Ziemlich schlechter Artikel, der ...

... mit drei "Richtigstellungen" beginnt, deren erste eine glatte Lüge ist.

Der Autor schreibt nämlich:
"Berg-Karabach wird nicht von "armenisch-stämmigen Menschen" bewohnt, sondern von Armeniern. Die Region hat sich im Herbst 1991 in voller Übereinstimmung mit dem damals geltenden sowjetischen Recht von der Sowjetrepublik Aserbaidschan getrennt und ist seit dem Zerfall der Sowjetunion ein unabhängiger - wenn auch bislang von niemandem anerkannter - Staat: die, wie sie sich seit 2017 offiziell nennt, Republik Arzach."

Ja, warum wurde denn die "Republik Arzach" bis heute nicht einmal von Armenien anerkannt, obwohl sie sich angeblich "in voller Übereinstimmung mit dem damals geltenden sowjetischen Recht" von Azerbaidschan trennte?
Weil die Behauptung des Autors nicht zutrifft.

Um uns über den Staatsaufbau der UdSSR zu informieren brauchen wir nur in der Verfassung von 1977, Teil 3: "Nationaler und staatlicher Aufbau der UdSSR", nachzuschlagen.

**Aufgaben**
1 - Zitieren Sie aus dem Lesetext wörtlich den Abschnitt von „Der Autor schreibt“ bis „von Azerbaidschan trennte?“.
2 - Entscheiden Sie für jede der folgenden Aussagen, ob sie mit dem Lesetext übereinstimmt, und antworten Sie jeweils mit Ja oder Nein samt den ausschlaggebenden Worten des Lesetexts als wörtlichem Zitat: (a) Die Region nennt sich seit 2017 offiziell Republik Arzach. (b) Armenien hat die Republik Arzach anerkannt. (c) Zur Information über den Staatsaufbau der UdSSR wird die Verfassung von 1977 herangezogen.

**Auflistung**
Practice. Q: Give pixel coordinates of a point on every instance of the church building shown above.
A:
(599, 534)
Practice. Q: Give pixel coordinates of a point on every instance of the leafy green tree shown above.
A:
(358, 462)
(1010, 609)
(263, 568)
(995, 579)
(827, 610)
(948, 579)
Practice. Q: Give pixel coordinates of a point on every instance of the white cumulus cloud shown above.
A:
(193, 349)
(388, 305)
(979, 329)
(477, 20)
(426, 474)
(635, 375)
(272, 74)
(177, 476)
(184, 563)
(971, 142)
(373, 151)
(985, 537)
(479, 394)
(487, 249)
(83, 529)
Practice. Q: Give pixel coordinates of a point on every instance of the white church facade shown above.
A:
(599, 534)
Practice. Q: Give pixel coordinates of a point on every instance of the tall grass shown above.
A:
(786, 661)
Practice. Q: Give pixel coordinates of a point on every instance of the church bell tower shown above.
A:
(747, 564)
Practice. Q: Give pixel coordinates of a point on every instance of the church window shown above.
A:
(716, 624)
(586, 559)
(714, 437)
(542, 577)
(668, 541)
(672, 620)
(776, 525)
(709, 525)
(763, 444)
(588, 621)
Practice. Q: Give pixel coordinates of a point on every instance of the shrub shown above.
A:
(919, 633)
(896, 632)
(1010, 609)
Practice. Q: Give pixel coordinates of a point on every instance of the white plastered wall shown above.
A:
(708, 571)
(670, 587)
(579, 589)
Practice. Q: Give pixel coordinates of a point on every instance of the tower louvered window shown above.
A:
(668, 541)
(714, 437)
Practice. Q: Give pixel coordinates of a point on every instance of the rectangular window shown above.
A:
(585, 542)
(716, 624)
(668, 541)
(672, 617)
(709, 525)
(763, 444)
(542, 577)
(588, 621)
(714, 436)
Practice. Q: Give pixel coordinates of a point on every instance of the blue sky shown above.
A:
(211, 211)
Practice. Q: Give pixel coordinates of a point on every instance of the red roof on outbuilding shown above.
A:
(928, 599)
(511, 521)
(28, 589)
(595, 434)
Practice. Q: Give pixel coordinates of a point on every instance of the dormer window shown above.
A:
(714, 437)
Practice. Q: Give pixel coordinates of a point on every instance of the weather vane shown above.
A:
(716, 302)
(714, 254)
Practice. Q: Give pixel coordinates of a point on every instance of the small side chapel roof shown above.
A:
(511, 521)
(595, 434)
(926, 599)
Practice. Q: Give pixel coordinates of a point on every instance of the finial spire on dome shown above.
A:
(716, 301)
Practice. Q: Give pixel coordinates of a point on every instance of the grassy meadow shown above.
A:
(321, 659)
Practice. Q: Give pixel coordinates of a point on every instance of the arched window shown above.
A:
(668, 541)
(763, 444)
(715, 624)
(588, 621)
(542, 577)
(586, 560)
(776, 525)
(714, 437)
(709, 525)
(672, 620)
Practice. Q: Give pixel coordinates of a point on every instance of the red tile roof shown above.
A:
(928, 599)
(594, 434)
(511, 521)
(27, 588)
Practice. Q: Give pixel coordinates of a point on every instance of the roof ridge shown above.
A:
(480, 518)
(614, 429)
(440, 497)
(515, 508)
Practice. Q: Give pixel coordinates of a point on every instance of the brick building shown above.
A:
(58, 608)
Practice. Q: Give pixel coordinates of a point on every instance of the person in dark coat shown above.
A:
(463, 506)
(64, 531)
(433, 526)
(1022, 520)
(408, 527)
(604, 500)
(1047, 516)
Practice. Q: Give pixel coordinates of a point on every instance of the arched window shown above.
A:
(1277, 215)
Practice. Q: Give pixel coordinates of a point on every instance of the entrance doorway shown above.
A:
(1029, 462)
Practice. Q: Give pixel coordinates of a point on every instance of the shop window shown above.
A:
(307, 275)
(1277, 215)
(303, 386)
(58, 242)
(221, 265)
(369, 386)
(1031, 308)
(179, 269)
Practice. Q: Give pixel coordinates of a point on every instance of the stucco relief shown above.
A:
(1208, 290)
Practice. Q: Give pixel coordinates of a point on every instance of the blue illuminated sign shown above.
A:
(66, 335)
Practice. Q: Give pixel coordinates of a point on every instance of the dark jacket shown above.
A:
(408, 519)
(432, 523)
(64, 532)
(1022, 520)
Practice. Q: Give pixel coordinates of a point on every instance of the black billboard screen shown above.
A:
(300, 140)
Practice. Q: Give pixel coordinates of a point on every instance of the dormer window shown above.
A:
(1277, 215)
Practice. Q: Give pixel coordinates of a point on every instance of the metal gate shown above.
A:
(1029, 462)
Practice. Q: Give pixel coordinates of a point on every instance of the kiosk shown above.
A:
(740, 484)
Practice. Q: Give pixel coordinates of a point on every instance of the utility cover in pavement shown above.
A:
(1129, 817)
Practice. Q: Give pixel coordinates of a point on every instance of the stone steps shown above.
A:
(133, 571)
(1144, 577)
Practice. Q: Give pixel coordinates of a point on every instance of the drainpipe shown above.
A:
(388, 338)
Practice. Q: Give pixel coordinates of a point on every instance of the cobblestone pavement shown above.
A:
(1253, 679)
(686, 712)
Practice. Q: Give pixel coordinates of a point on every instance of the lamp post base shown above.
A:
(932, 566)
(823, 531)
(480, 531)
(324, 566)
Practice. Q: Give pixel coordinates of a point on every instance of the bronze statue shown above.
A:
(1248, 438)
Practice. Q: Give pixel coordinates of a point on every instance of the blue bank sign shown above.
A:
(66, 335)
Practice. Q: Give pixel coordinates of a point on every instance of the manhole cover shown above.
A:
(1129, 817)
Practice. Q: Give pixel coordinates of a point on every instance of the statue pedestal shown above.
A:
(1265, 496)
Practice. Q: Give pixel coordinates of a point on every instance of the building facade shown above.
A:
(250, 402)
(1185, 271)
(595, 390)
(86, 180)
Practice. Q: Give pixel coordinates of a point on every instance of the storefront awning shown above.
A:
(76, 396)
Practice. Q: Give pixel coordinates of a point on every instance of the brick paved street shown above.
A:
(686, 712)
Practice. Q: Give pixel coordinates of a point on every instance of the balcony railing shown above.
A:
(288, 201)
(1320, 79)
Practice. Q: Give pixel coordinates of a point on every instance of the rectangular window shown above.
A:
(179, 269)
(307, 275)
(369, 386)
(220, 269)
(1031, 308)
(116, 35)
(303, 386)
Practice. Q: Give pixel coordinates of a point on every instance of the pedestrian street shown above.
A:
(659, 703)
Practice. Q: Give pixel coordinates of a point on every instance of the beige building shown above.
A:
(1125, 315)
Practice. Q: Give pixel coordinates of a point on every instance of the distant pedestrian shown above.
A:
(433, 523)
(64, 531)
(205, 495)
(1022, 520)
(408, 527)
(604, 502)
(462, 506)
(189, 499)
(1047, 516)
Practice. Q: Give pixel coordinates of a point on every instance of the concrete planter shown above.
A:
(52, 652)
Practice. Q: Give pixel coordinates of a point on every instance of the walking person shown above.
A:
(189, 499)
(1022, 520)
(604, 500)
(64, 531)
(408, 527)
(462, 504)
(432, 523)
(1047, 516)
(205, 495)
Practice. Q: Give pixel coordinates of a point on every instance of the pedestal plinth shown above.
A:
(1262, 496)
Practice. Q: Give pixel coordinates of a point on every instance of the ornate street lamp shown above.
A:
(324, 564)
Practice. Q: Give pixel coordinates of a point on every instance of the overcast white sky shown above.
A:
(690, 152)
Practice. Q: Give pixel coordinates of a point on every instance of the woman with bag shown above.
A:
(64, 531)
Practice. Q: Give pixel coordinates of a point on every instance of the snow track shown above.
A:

**Lösungen je Aufgabe**
1 -
Der Autor schreibt nämlich:
"Berg-Karabach wird nicht von "armenisch-stämmigen Menschen" bewohnt, sondern von Armeniern. Die Region hat sich im Herbst 1991 in voller Übereinstimmung mit dem damals geltenden sowjetischen Recht von der Sowjetrepublik Aserbaidschan getrennt und ist seit dem Zerfall der Sowjetunion ein unabhängiger - wenn auch bislang von niemandem anerkannter - Staat: die, wie sie sich seit 2017 offiziell nennt, Republik Arzach."

Ja, warum wurde denn die "Republik Arzach" bis heute nicht einmal von Armenien anerkannt, obwohl sie sich angeblich "in voller Übereinstimmung mit dem damals geltenden sowjetischen Recht" von Azerbaidschan trennte?

2 -
(a) Ja – „die, wie sie sich seit 2017 offiziell nennt, Republik Arzach“
(b) Nein – „bis heute nicht einmal von Armenien anerkannt“
(c) Ja – „in der Verfassung von 1977, Teil 3“